AIM OF THE TASK —
In the data below, change "indicate" to "mark" wherever it occurs, and reproduce every line with nothing else altered.
================================
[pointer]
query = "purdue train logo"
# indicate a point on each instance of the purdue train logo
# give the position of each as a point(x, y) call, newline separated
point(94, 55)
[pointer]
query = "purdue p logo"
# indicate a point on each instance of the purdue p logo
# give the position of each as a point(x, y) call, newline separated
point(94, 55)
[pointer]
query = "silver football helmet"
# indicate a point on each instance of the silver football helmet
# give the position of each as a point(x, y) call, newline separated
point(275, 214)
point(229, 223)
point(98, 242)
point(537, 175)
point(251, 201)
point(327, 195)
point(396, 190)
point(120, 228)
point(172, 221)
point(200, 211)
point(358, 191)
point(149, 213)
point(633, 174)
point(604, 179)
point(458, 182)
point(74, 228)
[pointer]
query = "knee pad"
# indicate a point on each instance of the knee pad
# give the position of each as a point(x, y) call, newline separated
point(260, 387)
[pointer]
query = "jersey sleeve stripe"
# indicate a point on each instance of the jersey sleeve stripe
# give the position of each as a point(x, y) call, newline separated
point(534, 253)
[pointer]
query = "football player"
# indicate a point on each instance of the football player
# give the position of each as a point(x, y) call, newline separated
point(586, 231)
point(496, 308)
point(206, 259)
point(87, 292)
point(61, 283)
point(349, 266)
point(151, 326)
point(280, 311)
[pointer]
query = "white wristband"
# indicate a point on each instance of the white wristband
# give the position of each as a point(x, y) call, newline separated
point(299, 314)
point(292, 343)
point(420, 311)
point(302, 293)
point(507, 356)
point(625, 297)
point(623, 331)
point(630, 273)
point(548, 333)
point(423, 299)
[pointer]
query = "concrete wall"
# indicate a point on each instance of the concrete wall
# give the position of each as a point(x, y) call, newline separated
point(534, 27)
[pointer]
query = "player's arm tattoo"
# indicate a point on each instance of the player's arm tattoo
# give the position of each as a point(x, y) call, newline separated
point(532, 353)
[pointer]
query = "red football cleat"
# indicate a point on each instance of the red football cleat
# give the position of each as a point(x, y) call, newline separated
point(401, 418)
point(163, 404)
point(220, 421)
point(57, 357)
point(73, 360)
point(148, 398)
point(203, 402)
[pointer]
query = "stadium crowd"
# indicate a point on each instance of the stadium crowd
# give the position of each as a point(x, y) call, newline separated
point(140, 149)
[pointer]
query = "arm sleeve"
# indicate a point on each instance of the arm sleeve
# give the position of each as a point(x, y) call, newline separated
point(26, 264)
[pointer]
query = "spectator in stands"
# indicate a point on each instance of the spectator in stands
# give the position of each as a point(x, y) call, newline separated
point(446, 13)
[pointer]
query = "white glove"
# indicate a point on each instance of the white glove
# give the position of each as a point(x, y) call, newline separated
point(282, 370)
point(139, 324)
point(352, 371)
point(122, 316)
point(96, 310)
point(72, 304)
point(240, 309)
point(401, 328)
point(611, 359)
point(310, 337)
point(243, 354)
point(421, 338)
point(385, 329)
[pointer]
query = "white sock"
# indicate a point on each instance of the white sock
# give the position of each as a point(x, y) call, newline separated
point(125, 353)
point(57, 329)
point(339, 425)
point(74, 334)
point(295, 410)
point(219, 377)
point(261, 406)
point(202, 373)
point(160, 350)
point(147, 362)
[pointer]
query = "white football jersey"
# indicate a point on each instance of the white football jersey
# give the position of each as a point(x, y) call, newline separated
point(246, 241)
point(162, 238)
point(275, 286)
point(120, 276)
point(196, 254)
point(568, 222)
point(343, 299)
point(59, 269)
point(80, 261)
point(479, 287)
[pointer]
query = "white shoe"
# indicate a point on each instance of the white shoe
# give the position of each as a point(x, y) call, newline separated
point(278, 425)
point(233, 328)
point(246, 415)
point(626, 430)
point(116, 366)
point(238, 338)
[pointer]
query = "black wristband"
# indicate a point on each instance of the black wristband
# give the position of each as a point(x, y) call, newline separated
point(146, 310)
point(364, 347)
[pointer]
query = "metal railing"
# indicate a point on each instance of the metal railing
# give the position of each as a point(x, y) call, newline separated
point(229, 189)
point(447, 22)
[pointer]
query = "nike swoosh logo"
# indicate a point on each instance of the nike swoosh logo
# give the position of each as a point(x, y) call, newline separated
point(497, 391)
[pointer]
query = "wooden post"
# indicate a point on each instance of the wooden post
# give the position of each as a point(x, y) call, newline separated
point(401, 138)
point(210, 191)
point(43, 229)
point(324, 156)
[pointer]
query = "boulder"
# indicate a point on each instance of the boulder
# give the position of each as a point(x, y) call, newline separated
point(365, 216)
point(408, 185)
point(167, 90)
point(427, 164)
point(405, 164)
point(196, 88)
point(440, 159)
================================
THE ANSWER —
[pointer]
query = "purdue train logo"
# mark a point on each instance of the purdue train logo
# give the position of each as a point(x, y) call, newline separated
point(94, 55)
[pointer]
query = "purdue p logo"
# mark a point on each instance of the purdue p logo
# give the position of each as a point(x, y) call, newline separated
point(94, 55)
[pointer]
query = "silver football helmet"
# mark a point on each instance of the silver football helmet
# give the position of each as a point(x, y) call, newline separated
point(275, 214)
point(229, 223)
point(98, 242)
point(537, 175)
point(251, 201)
point(327, 195)
point(396, 190)
point(120, 228)
point(172, 221)
point(200, 211)
point(358, 191)
point(149, 213)
point(633, 174)
point(604, 179)
point(458, 182)
point(74, 228)
[pointer]
query = "knee pad"
# mark a point on each instance of the knee pad
# give the position of each as a point(x, y) call, newline separated
point(260, 387)
[pointer]
query = "jersey sleeve stripe"
# mark a point on each instance of the jersey sleeve stripe
# give the position of each as a point(x, y) call, newline separated
point(534, 253)
[pointer]
query = "football player"
# mark a point on each instance of the football player
# give the position of each as a point(x, y) call, newline separated
point(586, 231)
point(496, 308)
point(206, 259)
point(87, 292)
point(61, 283)
point(349, 266)
point(151, 326)
point(280, 311)
[pointer]
query = "white wristband"
# mark a point on each instance of the white wristband
# give the position of each as a point(x, y) call, newline separated
point(299, 314)
point(292, 343)
point(420, 311)
point(302, 293)
point(507, 356)
point(625, 297)
point(623, 331)
point(630, 273)
point(548, 333)
point(423, 299)
[pointer]
query = "concrete wall"
# mark a point on each instance of the concrete wall
# give the position of each as a point(x, y) call, newline separated
point(534, 27)
[pointer]
query = "player's arm tattoo"
# mark a point on each instance of the player's arm tattoo
# give the position of each as a point(x, y) call, newline separated
point(532, 353)
[pointer]
query = "red football cleat"
# mark a point on each instance of the red football cleat
# give the position of each as a point(x, y) call, newline separated
point(401, 418)
point(163, 404)
point(220, 421)
point(57, 357)
point(73, 360)
point(148, 398)
point(203, 402)
[pointer]
query = "stadium crowd"
# mark a point on each instance of the stadium crowd
# give the position of each as a point(x, y) call, newline separated
point(140, 149)
[pointer]
query = "arm sleeve"
# mark a point on each instance of the arm sleeve
# give the position of each as a point(x, y) call, newline separated
point(26, 264)
[pointer]
query = "spectator in stands"
# mark a point on each instance of the spectator in stands
# give the position of each as a point(x, y) call, newline separated
point(446, 13)
[pointer]
query = "white glove"
# mark a point on each instance of the white glove
# give the position of each as a point(x, y) call, newline separated
point(282, 370)
point(139, 324)
point(352, 371)
point(122, 316)
point(96, 310)
point(72, 304)
point(240, 309)
point(401, 328)
point(611, 359)
point(310, 337)
point(243, 354)
point(421, 338)
point(385, 329)
[pointer]
query = "white sock"
# mark a point on each instance of the white sock
# give the position of each as a point(x, y) call, newline separated
point(125, 353)
point(57, 329)
point(339, 425)
point(74, 334)
point(295, 410)
point(219, 377)
point(261, 406)
point(202, 373)
point(160, 350)
point(147, 362)
[pointer]
query = "white football jersey"
# mark a point on each instance of the white football jersey
# give the position of each as a point(x, y) call, newline separated
point(246, 241)
point(162, 238)
point(275, 286)
point(120, 276)
point(196, 254)
point(568, 222)
point(343, 299)
point(59, 269)
point(80, 261)
point(479, 287)
[pointer]
query = "white shoe"
# mark a point on each instance of the white shoe
# give the position of each as a point(x, y) call, newline separated
point(278, 425)
point(233, 328)
point(246, 415)
point(626, 430)
point(116, 366)
point(238, 338)
[pointer]
query = "black wristband"
# mark a point on each instance of the black wristband
# give the position of each as a point(x, y) call, newline separated
point(146, 310)
point(364, 347)
[pointer]
query = "metal railing"
# mark a point on each instance of the metal railing
# give the position of each as a point(x, y) call, newline separated
point(229, 189)
point(447, 22)
[pointer]
query = "nike swoosh logo"
# mark a point on each instance of the nike swoosh logo
# give the position of each as a point(x, y) call, newline separated
point(497, 391)
[pointer]
query = "wooden post"
# mark a point on each instance of the wooden post
# give the position of each as a point(x, y) call, newline separated
point(401, 138)
point(210, 191)
point(43, 229)
point(324, 156)
[pointer]
query = "boulder"
# mark a point on each instance of the boulder
# give the position of each as a point(x, y) call, newline separated
point(365, 216)
point(408, 185)
point(167, 90)
point(427, 164)
point(405, 164)
point(196, 88)
point(440, 159)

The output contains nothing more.